#### AVAILABLE RECORDS:
• • •

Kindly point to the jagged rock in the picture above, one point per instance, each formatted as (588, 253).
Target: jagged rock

• • •

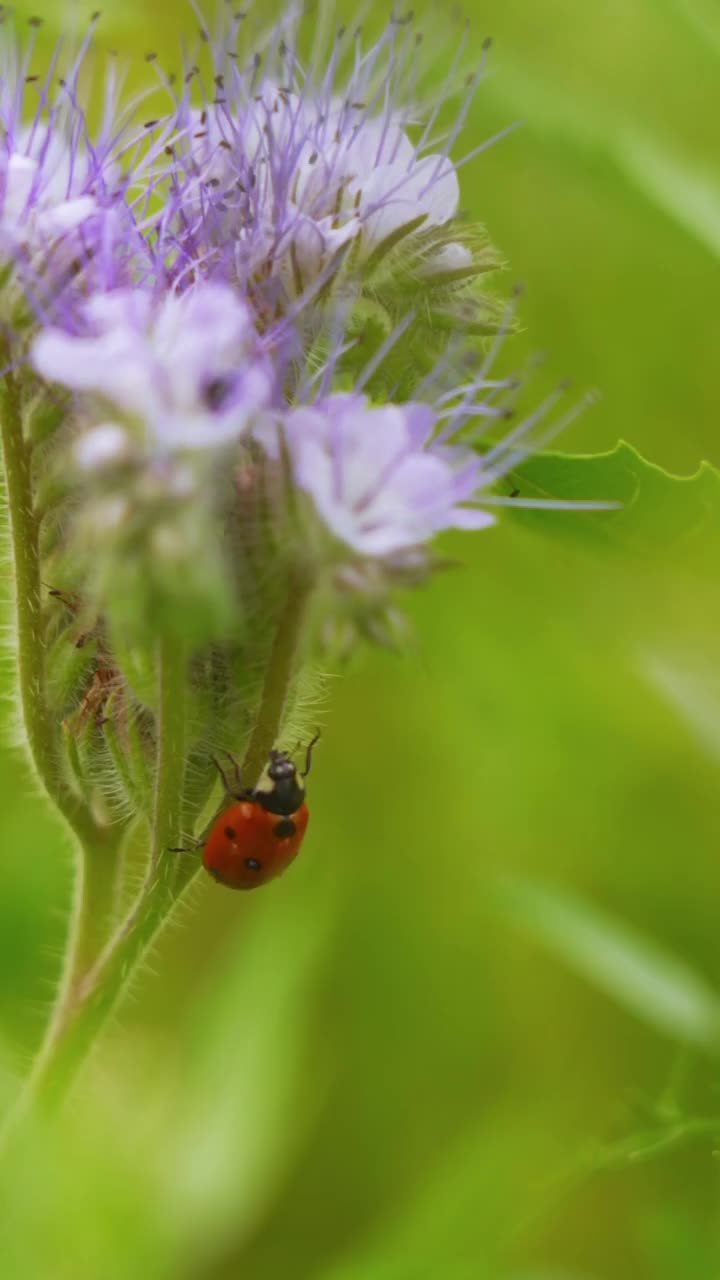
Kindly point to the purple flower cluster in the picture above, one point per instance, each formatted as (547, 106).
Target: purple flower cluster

• • •

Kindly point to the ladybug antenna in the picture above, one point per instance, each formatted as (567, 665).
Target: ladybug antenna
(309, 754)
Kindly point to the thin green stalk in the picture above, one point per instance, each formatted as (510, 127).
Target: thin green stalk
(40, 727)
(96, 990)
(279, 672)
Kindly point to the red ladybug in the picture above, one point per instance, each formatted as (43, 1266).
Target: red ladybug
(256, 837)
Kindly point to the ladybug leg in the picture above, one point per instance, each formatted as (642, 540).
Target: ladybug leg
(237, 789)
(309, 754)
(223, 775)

• • •

#### EXERCISE REQUIREMENTS:
Copy the stretch of the records above that runs from the line with "Kindly point to the jagged" through the line with "Target: jagged rock". Both end lines belong in the copy, and nothing else does.

#### YOUR RESPONSE:
Kindly point to the jagged rock in the picture above, one point per instance, each formatted as (588, 253).
Target: jagged rock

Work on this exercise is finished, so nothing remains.